-- start of MATERIAL SUPPLIED --
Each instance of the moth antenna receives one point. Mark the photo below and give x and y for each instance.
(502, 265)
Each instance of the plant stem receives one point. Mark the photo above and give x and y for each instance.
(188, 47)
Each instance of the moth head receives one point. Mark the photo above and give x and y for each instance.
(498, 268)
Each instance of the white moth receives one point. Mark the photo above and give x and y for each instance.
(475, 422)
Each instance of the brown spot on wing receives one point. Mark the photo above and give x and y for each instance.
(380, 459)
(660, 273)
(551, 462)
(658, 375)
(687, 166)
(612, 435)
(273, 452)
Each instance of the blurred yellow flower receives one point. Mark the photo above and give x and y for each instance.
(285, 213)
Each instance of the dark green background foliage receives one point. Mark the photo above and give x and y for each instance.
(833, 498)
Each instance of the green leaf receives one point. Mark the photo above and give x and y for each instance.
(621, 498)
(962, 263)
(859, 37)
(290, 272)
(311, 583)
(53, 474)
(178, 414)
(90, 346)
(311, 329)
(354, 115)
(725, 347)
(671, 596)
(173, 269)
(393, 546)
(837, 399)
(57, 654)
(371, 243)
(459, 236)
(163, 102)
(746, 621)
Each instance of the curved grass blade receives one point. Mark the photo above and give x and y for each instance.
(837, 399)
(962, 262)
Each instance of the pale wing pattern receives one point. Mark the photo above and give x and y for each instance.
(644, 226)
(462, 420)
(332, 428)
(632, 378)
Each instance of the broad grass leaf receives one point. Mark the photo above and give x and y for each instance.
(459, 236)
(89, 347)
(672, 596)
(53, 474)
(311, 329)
-- end of MATERIAL SUPPLIED --
-- start of MATERIAL SUPPLIED --
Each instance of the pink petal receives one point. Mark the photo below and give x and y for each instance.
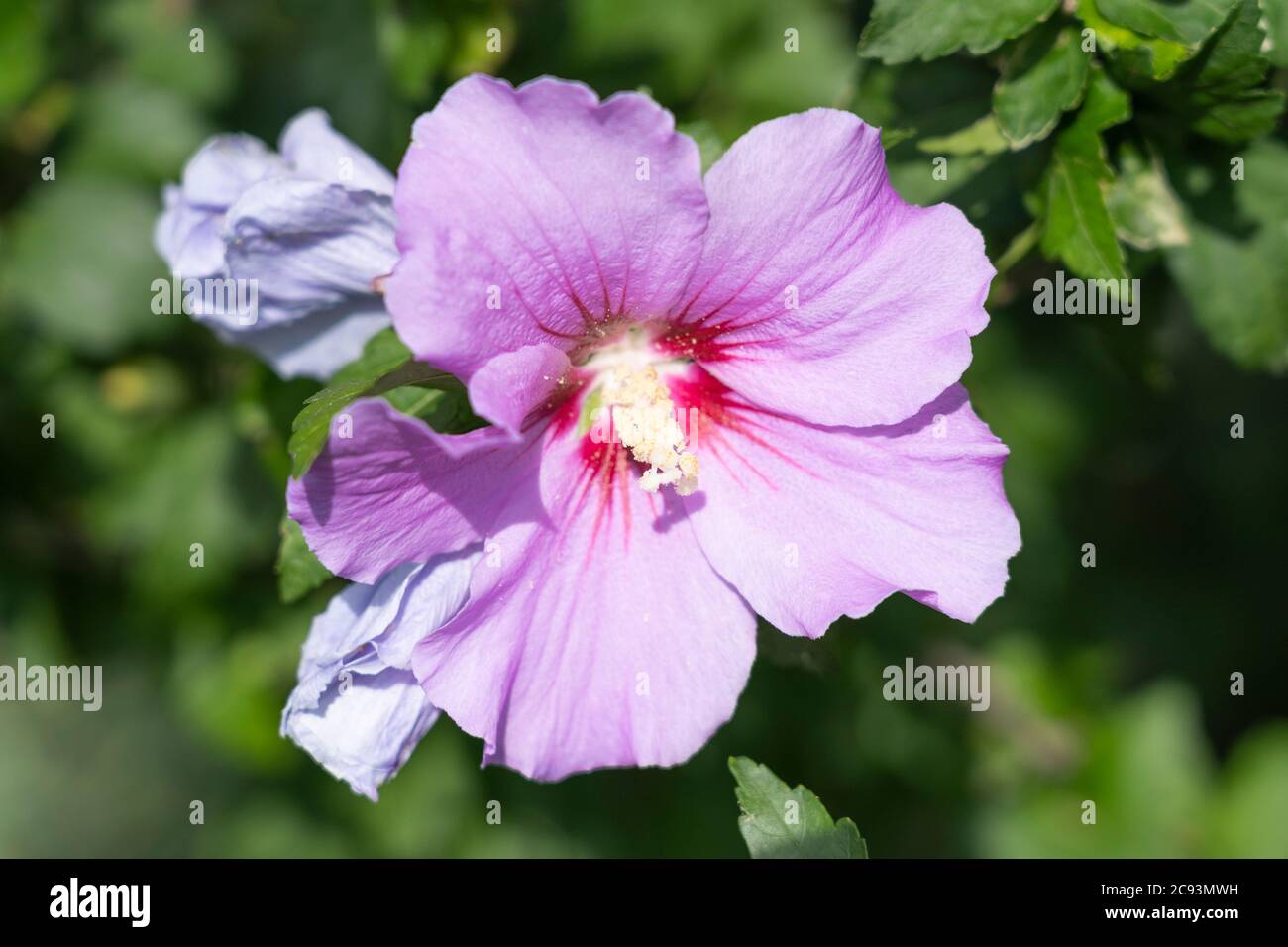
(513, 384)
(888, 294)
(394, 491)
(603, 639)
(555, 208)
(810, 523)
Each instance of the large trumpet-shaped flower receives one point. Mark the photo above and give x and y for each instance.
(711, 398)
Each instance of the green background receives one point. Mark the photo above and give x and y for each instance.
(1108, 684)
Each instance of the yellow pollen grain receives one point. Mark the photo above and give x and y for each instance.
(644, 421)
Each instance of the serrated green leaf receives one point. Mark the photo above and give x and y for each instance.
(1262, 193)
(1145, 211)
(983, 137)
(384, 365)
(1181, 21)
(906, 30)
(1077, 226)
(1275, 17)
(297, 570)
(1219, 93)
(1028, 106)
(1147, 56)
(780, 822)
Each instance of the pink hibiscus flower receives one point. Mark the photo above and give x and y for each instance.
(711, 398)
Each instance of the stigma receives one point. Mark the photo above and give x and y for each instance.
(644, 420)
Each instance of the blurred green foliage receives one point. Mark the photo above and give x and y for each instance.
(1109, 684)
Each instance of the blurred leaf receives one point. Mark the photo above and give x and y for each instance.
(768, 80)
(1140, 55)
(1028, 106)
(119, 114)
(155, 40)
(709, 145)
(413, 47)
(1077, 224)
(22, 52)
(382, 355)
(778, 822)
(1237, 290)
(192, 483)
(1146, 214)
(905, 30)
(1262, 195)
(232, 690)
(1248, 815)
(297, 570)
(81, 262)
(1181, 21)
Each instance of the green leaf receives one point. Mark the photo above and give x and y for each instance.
-- end of MATERIAL SUPPLIED --
-- start of MATERIAL SUPPLIED --
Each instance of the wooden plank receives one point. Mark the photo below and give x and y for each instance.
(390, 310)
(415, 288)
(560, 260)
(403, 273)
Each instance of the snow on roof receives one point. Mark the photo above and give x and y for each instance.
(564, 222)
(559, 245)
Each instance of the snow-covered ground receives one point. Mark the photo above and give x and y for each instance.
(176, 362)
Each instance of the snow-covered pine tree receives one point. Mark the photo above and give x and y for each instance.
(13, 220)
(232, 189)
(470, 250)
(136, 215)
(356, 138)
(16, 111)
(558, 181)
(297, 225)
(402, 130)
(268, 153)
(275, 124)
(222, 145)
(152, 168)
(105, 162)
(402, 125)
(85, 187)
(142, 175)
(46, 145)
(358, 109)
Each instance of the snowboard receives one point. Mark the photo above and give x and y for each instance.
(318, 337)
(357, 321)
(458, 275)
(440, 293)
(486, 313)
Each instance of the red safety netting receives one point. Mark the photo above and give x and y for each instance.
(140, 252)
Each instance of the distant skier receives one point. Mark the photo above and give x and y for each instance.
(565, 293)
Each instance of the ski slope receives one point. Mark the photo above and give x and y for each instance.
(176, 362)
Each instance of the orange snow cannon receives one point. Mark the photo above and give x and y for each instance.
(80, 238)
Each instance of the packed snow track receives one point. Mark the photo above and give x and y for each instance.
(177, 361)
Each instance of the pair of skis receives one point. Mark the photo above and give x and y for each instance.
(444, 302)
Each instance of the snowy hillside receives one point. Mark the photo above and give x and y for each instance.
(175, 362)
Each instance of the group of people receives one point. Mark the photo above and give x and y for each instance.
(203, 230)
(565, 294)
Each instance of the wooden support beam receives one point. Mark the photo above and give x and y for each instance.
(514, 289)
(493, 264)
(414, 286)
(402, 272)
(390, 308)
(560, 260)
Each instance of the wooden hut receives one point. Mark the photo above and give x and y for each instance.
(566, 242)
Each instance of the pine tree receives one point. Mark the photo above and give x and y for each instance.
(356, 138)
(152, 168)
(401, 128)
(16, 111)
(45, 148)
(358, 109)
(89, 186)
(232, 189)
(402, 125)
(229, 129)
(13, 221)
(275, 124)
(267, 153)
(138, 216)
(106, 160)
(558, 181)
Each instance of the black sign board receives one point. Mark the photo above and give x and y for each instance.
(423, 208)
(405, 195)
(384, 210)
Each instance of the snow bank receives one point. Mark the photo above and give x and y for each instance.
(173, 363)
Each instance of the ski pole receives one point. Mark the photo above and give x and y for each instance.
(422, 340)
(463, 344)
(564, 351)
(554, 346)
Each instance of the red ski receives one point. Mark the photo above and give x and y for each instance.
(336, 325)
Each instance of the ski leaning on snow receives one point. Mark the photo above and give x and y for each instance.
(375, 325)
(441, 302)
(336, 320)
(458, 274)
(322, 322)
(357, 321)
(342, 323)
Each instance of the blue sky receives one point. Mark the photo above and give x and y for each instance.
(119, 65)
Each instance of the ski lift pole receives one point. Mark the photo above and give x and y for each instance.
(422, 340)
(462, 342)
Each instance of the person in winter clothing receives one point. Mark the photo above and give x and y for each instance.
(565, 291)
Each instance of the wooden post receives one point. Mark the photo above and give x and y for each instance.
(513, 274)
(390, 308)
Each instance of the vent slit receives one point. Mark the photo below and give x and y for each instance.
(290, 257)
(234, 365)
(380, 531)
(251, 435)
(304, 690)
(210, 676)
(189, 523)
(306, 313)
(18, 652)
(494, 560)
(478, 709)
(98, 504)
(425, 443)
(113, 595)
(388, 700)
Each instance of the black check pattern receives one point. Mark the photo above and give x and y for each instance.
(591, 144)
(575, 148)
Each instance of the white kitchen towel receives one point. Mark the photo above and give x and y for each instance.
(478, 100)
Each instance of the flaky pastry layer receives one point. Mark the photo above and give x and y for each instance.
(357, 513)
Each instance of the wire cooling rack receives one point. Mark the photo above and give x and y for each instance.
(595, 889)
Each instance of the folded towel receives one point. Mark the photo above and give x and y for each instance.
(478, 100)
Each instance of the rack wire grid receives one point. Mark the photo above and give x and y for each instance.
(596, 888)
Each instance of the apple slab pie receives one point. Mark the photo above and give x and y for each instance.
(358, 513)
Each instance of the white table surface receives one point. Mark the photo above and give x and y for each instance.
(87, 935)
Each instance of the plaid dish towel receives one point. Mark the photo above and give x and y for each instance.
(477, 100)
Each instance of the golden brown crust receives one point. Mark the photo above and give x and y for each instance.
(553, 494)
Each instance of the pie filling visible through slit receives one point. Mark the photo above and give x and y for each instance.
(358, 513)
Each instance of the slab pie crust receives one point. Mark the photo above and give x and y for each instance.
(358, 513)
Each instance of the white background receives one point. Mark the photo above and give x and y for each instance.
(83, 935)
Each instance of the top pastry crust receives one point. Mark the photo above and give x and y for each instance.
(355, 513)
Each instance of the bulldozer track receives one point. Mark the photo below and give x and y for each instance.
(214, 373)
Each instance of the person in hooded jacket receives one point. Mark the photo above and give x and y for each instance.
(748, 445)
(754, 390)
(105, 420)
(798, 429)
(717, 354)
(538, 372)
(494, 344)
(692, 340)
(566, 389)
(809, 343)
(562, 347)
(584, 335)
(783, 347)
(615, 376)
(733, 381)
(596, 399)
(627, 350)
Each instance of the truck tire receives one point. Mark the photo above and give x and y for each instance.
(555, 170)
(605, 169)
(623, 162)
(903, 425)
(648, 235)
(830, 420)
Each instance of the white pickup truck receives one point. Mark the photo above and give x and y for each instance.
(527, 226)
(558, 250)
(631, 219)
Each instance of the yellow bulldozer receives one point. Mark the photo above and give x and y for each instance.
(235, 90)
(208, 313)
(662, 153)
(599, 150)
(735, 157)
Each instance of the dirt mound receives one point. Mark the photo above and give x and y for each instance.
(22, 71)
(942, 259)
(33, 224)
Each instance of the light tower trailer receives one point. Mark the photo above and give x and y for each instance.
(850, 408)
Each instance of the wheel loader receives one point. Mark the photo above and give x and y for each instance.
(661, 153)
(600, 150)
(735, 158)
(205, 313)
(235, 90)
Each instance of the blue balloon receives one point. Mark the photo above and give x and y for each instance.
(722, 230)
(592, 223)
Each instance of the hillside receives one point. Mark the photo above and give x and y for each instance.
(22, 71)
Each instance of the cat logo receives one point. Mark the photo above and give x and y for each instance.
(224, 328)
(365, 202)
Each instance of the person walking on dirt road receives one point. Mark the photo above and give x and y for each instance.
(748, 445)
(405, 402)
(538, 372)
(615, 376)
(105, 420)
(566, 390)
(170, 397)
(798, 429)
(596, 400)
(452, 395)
-- end of MATERIAL SUPPLIED --
Pull out every line of the data above that contains the word "tree". Matching is case-sensitive.

#### [FINISHED EXERCISE]
Each instance of the snow-covered pine tree receives one point. Mark the photo above and give x and y for each instance.
Each instance of the pine tree receives one point. Mark the photo above and give x and y for each instance.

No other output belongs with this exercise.